• [EXERCISE DIRECTIONS]
Every entry, from first to last, must be written out exactly.

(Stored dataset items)

- - -

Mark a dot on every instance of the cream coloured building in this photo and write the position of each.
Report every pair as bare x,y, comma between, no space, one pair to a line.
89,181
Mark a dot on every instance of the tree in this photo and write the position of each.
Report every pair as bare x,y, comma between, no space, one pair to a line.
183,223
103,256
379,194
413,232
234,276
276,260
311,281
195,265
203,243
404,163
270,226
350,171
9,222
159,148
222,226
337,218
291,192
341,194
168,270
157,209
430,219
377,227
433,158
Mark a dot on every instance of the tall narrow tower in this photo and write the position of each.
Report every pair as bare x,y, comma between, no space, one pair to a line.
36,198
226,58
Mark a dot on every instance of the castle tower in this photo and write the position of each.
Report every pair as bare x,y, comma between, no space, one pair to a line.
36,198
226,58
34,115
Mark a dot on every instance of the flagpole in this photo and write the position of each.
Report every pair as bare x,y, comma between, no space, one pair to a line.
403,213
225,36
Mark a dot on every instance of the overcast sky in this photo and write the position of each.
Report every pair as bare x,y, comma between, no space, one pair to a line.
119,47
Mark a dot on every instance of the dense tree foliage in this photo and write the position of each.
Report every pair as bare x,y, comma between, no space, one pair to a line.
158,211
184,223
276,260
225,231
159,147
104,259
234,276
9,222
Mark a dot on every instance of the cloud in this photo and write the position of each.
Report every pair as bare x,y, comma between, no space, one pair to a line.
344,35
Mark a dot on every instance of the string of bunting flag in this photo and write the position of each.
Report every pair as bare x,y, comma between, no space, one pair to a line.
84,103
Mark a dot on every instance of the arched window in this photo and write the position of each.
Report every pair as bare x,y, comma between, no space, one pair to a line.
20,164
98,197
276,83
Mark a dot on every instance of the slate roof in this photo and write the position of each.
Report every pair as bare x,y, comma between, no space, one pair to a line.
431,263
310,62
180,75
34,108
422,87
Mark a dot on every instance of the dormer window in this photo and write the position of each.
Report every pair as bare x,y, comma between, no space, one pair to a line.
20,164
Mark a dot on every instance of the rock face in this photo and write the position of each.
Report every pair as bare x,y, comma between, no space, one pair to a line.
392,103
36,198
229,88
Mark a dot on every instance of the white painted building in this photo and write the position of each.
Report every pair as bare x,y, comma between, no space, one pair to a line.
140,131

- - -

• [YOUR RESPONSE]
Mark a dot on every instance of the cream coloured building in this photo and write the position of each.
Report every pair as bare x,y, comma between, no space, one pair to a line.
89,181
Mark a dot on every instance of the tree in this photo and write the position of each.
Report every pair as bare x,y, comma between, no space, one pair to a line.
183,223
103,256
379,194
413,232
234,276
276,260
311,281
195,265
203,243
404,163
270,226
350,171
9,222
159,148
222,226
337,218
291,192
341,194
168,270
157,209
430,219
377,227
433,158
Mark a dot on every instance of the tall narrow tower in this photo and write the position of each.
Report every pair as bare x,y, comma between, no space, one pair to a line.
36,198
226,58
Mark a dot on every instance of the castle tower in this photo and write the position of each.
Report every pair as bare x,y, comma between, no space, one pair to a line.
36,198
226,58
34,115
Mark a dot on every instance of the flagpole in this photo and write the position of each.
Report every pair as bare x,y, comma between, no space, one pair to a line.
403,213
225,36
Mark a dot on every instance of the overcast sky in this photo and write the position of each.
Report every pair as bare x,y, comma between, no space, one pair to a line.
119,47
Mark a dot on every instance of the dense tree foliage in this photo and write the position of each.
Report every pair as bare x,y, comma between, no space, one pair to a line.
158,211
184,223
276,260
225,231
159,147
104,259
234,276
9,222
Mark a dot on every instance of the cloud in this photo and write the position of each.
Report every pair as bare x,y, comma between, no space, one pair to a line.
344,35
Mark a dot on every instance of the string of bunting flag in this photo and write the position of each.
Report every pair as bare x,y, comma between, no space, one pair to a line.
84,103
Mark a dot on every instance of the arched window in this photo and write the position of each.
Report every pair as bare x,y, comma between, no space, one pair to a line.
20,164
98,197
276,83
Mark a dot on every instance of the slate roof in this photo and write the position of each.
Report every pair as bare x,y, comma between, no space, one pair to a line.
431,263
310,62
180,75
34,108
422,87
Mark a dot on every instance of the dormer window in this photo and write the position of each.
Report every pair as bare x,y, comma between, no space, one pair to a line.
20,164
Mark a dot on every instance of the rock face in this photo and write the position of each.
Report every pair as bare x,y, comma between, no space, one pair to a line.
392,103
36,198
229,88
Mark a dot on every instance of the white painted building in this photo and write the position of each.
Report every pair as bare x,y, comma between, no space, one pair to a line.
140,131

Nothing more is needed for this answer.